■ YOUR INSTRUCTIONS:
Start at the line that contains "Please place a point on every instance of the purple". Repeat it and each line after it, exactly, up to and including the final line of the data.

[EXCERPTED DATA Boundary: Start]

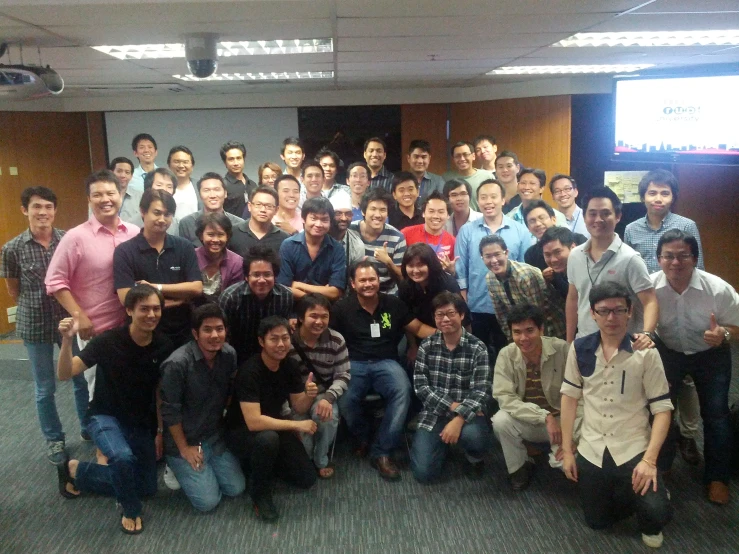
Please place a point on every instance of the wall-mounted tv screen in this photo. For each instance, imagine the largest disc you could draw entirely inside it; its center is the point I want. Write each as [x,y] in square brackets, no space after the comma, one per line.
[677,119]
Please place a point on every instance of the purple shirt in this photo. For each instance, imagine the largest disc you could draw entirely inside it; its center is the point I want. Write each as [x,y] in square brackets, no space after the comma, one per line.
[232,266]
[83,264]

[EXCERPTED DATA Boundary: End]

■ OUTPUT FOR THIS TASK:
Please place a point on every instance of the purple shirt in this photo. For each instance, imagine the largest disc you could draw entirely inside it; its center is the point I want. Write each as [x,y] in square brackets, no space after the comma, one per line.
[232,266]
[83,264]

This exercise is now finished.